CHALLENGE 1>
Decide whether each statement agrees with the text on SQL Server 2008 features below. Answer yes or no for each, quoting the deciding words from that text. (a) SQL Server 2008 supports third-party key management and HSM products. (b) Log stream compression increases the network bandwidth used by database mirroring. (c) For automatic recovery of data pages, a fresh copy of the suspect page is requested from the mirroring partner.
CHALLENGE 2>
Continue the text on SQL Server 2008 features below, picking up after its last sentence.

TEXT BLOCK>
──────

Extensible Key Management
SQL Server 2005 provides a comprehensive solution for encryption and key management. SQL Server 2008 delivers an excellent solution to this growing need by supporting third-party key management and HSM products.
Auditing
Create and manage auditing via DDL, while simplifying compliance by providing more comprehensive data auditing. This enables organizations to answer common questions, such as, "What data was retrieved?"
Enhanced Database Mirroring
SQL Server 2008 builds on SQL Server 2005 by providing a more reliable platform that has enhanced database mirroring, including automatic page repair, improved performance, and enhanced supportability.
Automatic Recovery of Data Pages
SQL Server 2008 enables the principal and mirror machines to transparently recover from 823/824 types of data page errors by requesting a fresh copy of the suspect page from the mirroring partner transparently to end users and applications.
Log Stream Compression
Database mirroring requires data transmissions between the participants of the mirroring implementations. With SQL Server 2008, compression of the outgoing log stream between the participants delivers optimal performance and minimizes the network bandwidth used by database mirroring.

──────

[Rows from a pointing dataset]
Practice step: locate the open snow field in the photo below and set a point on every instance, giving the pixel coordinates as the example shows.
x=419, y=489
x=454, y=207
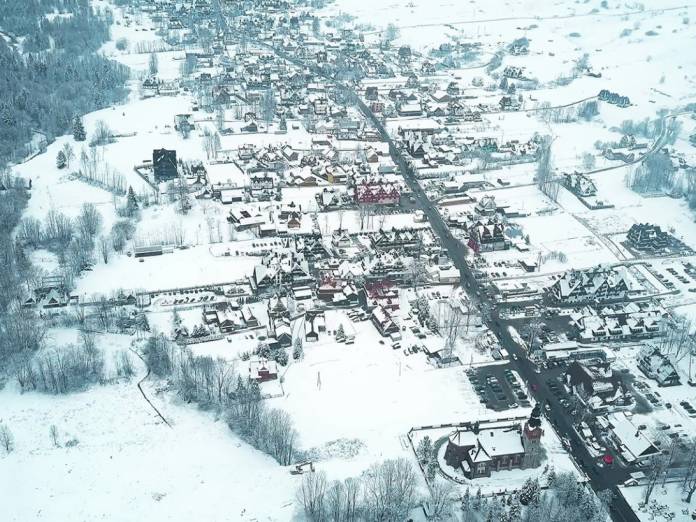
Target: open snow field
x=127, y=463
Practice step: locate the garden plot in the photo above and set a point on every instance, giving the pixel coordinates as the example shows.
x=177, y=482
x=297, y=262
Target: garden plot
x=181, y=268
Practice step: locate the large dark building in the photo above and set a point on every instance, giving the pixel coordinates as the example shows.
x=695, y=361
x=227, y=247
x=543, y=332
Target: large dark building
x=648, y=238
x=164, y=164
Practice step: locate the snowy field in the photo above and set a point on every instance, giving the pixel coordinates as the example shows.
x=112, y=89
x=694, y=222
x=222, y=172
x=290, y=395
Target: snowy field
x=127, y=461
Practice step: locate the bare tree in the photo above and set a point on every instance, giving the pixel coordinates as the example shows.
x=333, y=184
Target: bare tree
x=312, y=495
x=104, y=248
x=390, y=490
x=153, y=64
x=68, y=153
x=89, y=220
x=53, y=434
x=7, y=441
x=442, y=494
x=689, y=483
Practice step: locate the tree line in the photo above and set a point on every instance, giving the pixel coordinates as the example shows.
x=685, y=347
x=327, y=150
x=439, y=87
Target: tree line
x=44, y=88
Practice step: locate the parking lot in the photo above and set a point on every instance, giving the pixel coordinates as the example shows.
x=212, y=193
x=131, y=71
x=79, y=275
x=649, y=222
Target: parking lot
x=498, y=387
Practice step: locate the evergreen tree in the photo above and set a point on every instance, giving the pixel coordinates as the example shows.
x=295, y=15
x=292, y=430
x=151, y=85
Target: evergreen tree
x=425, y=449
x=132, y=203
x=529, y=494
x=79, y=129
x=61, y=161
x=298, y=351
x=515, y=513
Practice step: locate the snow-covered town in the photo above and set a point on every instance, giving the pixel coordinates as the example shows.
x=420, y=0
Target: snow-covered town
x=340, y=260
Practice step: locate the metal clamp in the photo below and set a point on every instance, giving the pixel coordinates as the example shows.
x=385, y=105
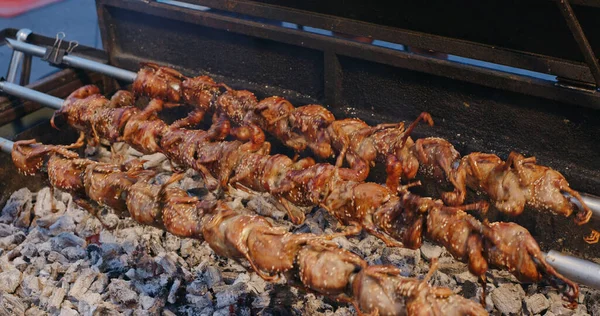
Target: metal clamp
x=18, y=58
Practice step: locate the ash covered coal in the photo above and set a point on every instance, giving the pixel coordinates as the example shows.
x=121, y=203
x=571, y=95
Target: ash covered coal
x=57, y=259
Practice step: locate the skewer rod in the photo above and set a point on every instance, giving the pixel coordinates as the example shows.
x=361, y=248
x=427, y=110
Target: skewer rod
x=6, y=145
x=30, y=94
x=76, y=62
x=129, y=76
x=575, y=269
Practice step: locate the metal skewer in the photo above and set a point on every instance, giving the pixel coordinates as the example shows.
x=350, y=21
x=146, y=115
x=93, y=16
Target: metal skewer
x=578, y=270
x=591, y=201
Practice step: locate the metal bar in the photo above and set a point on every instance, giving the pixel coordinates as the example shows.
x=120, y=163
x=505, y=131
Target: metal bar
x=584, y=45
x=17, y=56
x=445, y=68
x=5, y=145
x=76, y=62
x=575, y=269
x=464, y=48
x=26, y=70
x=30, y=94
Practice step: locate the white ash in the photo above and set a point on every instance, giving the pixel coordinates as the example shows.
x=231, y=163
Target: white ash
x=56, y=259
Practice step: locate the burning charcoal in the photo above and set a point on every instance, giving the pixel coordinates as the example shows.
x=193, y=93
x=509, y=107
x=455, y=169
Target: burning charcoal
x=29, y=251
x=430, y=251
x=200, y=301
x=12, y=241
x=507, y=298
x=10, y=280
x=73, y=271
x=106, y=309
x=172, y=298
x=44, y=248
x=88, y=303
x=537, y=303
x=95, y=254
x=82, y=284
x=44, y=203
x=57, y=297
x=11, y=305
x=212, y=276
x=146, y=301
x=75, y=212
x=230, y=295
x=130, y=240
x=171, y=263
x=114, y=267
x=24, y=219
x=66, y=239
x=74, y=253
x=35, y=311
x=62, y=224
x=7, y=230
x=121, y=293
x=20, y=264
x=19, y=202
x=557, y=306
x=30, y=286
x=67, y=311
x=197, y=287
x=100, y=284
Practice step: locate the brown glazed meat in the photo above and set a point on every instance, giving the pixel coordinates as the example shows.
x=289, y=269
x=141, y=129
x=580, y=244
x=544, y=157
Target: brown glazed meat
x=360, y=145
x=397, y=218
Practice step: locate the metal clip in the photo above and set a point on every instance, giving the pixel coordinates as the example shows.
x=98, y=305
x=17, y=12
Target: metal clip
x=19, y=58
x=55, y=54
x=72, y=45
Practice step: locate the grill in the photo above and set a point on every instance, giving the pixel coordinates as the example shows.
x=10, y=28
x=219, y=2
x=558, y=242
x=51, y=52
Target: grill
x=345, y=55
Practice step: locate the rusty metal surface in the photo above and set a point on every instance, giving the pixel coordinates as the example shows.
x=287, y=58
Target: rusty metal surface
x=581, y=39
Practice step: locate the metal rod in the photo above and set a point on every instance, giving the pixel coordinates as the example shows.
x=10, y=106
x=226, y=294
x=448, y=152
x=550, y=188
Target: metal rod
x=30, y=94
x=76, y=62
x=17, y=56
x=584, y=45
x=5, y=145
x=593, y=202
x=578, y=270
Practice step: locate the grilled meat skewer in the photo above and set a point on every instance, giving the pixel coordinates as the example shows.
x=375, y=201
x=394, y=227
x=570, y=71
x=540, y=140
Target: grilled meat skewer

──────

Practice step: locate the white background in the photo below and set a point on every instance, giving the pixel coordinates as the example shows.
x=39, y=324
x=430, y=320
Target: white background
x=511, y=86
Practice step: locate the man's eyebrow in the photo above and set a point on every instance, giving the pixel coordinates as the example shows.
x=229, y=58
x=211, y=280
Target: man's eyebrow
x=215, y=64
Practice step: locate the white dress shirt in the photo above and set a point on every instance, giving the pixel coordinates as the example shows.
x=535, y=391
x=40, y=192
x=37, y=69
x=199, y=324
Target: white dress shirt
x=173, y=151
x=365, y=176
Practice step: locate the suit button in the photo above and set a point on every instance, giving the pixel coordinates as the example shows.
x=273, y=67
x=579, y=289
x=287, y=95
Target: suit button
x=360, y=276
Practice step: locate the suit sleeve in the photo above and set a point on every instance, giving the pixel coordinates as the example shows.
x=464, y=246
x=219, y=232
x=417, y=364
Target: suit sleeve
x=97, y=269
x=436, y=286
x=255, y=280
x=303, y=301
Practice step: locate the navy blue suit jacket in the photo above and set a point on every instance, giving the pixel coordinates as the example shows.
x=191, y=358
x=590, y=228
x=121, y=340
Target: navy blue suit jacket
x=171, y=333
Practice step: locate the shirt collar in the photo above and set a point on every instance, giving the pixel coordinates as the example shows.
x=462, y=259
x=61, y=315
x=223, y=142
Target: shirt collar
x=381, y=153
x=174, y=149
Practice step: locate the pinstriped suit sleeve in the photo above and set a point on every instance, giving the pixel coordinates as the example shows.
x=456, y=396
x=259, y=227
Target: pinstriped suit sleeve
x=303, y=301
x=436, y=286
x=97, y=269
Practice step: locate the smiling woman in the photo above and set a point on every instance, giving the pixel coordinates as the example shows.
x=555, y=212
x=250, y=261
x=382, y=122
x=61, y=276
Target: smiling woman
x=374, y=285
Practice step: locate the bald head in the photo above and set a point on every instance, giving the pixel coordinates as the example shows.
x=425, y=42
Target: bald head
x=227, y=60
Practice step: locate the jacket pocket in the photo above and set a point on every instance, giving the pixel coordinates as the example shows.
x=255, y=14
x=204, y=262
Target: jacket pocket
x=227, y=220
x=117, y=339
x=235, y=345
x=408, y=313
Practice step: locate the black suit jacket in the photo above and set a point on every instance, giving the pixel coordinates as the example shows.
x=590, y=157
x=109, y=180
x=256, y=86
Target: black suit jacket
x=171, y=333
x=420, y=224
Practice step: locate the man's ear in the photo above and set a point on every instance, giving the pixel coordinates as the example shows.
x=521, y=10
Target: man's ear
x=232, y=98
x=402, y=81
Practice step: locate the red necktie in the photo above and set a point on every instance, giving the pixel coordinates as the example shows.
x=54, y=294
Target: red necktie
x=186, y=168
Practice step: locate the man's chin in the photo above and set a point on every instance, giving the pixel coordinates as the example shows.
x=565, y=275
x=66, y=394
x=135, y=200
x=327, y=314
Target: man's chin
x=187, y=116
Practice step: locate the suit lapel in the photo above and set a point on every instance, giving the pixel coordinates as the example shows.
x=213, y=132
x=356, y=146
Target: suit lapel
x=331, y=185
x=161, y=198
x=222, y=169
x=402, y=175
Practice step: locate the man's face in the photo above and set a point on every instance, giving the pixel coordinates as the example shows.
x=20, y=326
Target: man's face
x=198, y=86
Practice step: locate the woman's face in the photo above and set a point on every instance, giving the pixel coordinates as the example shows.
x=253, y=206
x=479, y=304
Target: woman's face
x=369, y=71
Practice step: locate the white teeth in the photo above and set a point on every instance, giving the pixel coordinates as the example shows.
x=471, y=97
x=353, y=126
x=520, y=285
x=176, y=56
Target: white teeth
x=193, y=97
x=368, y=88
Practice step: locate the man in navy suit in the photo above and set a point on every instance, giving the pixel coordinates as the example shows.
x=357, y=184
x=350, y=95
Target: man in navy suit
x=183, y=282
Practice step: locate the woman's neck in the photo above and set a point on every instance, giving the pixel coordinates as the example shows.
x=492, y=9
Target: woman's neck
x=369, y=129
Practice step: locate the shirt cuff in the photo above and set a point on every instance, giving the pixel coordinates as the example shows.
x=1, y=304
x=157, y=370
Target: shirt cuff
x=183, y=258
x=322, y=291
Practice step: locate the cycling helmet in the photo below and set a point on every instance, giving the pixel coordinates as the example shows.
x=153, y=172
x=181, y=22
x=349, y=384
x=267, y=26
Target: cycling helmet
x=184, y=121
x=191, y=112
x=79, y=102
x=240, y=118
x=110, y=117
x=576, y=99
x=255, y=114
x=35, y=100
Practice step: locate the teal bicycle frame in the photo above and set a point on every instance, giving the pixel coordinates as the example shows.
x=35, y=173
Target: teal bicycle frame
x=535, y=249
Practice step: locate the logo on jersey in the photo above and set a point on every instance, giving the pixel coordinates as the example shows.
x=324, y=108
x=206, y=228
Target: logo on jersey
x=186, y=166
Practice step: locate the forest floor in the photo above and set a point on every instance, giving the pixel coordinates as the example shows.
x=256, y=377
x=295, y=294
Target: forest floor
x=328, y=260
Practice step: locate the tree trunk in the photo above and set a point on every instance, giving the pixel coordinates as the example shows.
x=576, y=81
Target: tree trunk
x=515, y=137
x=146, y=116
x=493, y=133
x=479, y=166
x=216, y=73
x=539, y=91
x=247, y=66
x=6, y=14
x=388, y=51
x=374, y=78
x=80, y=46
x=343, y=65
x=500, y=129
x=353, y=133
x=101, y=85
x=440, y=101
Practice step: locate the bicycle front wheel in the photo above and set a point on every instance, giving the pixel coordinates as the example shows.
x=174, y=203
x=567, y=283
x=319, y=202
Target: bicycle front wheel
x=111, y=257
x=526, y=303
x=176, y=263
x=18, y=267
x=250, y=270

──────

EXERCISE RESULT 1>
(a) Yes: "supporting third-party key management and HSM products"
(b) No: "minimizes the network bandwidth used by database mirroring"
(c) Yes: "requesting a fresh copy of the suspect page from the mirroring partner"

EXERCISE RESULT 2>
Resource Governor
Provide a consistent and predictable response to end users with the introduction of Resource Governor, allowing organizations to define resource limits and priorities for different workloads, which enable concurrent workloads to provide consistent performance to their end users.
Predictable Query Performance
Enable greater query performance stability and predictability by providing functionality to lock down query plans, enabling organizations to promote stable query plans across hardware server replacements, server upgrades, and production deployments.
Data Compression
Enable data to be stored more effectively, and reduce the storage requirements for your data. Data compression also provides significant performance improvements for large I/O bound workloads, like data warehousing.
Hot Add CPU
Dynamically scale a database on demand by allowing CPU resources to be added to SQL Server 2008 on supported hardware platforms without forcing any downtime on applications. Note that SQL Server already supports the ability to add memory resources online.
Policy-Based Management
Policy-Based Management is a policy-based system for managing one or more instances of SQL Server 2008. Use this with SQL Server Management Studio to create policies that manage entities on the server, such as the instance of SQL Server, databases, and other SQL Server objects.
Streamlined Installation
SQL Server 2008 introduces significant improvements to the service life cycle for SQL Server through the re-engineering of the installation, setup, and configuration architecture. These improvements separate the installation of the physical bits on the hardware from the configuration of the SQL Server software, enabling organizations and software partners to provide recommended installation configurations.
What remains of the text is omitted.